**Written problem:** Rewrite the items below, replacing every "component" with "module" and leaving everything else unchanged.

(Point labeling items)
━━━━━━━━

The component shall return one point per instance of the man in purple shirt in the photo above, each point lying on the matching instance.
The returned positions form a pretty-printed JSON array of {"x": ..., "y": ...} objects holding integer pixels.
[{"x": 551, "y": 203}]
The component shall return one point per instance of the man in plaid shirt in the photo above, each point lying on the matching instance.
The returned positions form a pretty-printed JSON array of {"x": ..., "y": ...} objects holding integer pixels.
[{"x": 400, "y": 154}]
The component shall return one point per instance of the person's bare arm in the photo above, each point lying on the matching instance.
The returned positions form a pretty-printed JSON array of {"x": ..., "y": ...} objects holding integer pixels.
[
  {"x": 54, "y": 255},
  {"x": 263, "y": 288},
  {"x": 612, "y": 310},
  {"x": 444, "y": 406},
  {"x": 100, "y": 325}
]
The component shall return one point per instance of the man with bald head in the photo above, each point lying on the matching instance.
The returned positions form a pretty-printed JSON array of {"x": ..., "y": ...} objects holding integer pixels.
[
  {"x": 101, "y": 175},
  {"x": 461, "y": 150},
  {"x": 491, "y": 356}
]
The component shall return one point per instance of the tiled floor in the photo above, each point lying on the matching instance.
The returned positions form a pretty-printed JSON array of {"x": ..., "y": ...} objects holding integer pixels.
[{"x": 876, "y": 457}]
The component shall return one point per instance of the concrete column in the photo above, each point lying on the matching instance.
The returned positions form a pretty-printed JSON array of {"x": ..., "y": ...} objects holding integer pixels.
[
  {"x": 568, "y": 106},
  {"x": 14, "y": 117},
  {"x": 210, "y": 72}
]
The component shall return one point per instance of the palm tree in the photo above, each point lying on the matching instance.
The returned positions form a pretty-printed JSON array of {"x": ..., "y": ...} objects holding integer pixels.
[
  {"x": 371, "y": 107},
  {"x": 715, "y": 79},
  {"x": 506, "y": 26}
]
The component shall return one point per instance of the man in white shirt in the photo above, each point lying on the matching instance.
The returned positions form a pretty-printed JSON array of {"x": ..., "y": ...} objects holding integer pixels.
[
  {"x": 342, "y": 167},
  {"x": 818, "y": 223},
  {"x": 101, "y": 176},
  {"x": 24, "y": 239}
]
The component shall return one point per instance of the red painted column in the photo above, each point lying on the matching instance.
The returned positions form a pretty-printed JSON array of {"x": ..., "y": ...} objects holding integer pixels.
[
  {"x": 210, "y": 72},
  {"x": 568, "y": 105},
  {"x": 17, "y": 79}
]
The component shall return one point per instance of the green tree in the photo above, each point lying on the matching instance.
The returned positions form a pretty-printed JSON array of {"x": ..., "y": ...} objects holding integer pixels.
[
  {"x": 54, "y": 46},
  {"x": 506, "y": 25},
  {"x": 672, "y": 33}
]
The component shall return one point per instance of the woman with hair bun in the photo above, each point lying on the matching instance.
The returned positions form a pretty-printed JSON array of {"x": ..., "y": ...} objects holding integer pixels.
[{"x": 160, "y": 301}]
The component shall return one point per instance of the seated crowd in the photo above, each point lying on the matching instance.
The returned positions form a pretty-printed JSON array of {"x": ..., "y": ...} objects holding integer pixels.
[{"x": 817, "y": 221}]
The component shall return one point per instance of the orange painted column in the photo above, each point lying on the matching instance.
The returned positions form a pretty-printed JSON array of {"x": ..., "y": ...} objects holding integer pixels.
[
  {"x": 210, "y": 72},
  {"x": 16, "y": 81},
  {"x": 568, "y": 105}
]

━━━━━━━━

**Answer to this problem:**
The module shall return one point per instance of the man in purple shirt in the photo above, each point lying on the matching instance.
The returned positions form a pretty-printed JSON array of {"x": ..., "y": ...} objects holding integer pixels.
[{"x": 551, "y": 203}]
The module shall return one point per instance of the man in plaid shirt in the photo above, each point lying on the matching instance.
The returned positions form a pretty-printed JSON array of {"x": ..., "y": ...} objects holding integer pixels.
[{"x": 400, "y": 154}]
The module shall return one point per instance of the person's bare arm in the photo above, each point lying on the matching instance.
The returned positions form a pretty-printed JSON array of {"x": ..., "y": ...} objects holding integer pixels.
[
  {"x": 54, "y": 255},
  {"x": 263, "y": 288},
  {"x": 612, "y": 310},
  {"x": 444, "y": 406},
  {"x": 100, "y": 325}
]
The module shall return one point per instance of the man with bald head in the photo above, each point lying on the matching instance.
The returned positions form a pretty-printed JSON array of {"x": ..., "y": ...} objects holding integer pixels.
[
  {"x": 101, "y": 175},
  {"x": 461, "y": 150},
  {"x": 491, "y": 356}
]
The module shall return one point per instance of the tiled floor in the photo above, each point lying on the matching instance.
The returned positions form a pretty-printed JSON array of {"x": ..., "y": ...} objects holding integer pixels.
[{"x": 876, "y": 457}]
The module shall return one point per instance of the concrete column in the photo above, each point lying on the matching instance.
The returned positions form a pretty-printed JSON array of {"x": ..., "y": ...} objects holding integer pixels.
[
  {"x": 568, "y": 106},
  {"x": 14, "y": 117},
  {"x": 210, "y": 72}
]
The module shall return one point per instance of the palm tree in the photo above, each point lying on the matching instance.
The returned positions form a pretty-printed JSON array of {"x": ..., "y": ...} objects holding integer pixels.
[
  {"x": 371, "y": 107},
  {"x": 715, "y": 79},
  {"x": 506, "y": 26}
]
The module shall return one point per instance of the man in white shirt in the photo above, each point lying on the matching instance.
The returned positions form a pretty-printed JSON array of {"x": ..., "y": ...} objects holding integer pixels.
[
  {"x": 342, "y": 167},
  {"x": 818, "y": 223},
  {"x": 101, "y": 176},
  {"x": 24, "y": 239}
]
The module shall return one point per instance of the red painted column in the photo above, each point lying on the matching instance.
The returned positions form a pretty-printed JSON array of {"x": ..., "y": ...} objects holding integer pixels.
[
  {"x": 210, "y": 72},
  {"x": 568, "y": 105},
  {"x": 17, "y": 79}
]
The module shall return one point per instance of the green tree in the photo above, each point lying on the matching instance.
The returned positions form a pretty-printed JSON array of {"x": ..., "y": ...} objects holding integer pixels.
[
  {"x": 54, "y": 46},
  {"x": 506, "y": 25},
  {"x": 672, "y": 33}
]
The module shall return one point per instance of the woman with hair bun in the photo above, each point lying on the matching instance.
The returned positions form a pretty-printed JSON array of {"x": ..., "y": ...} objects holding integer pixels.
[{"x": 160, "y": 301}]
The module shall return one point per instance of the seated crowd in the photo above, each point lying on the matching instance.
The returned positions form a pretty-printed JSON array of {"x": ..., "y": ...} objects holding integer pixels.
[{"x": 817, "y": 221}]
The module shall return one point per instance of the orange painted column in the photo above, each point lying on the matching instance.
The returned positions form a pretty-printed JSON array of {"x": ..., "y": ...} objects holding integer pixels.
[
  {"x": 210, "y": 72},
  {"x": 16, "y": 81},
  {"x": 568, "y": 105}
]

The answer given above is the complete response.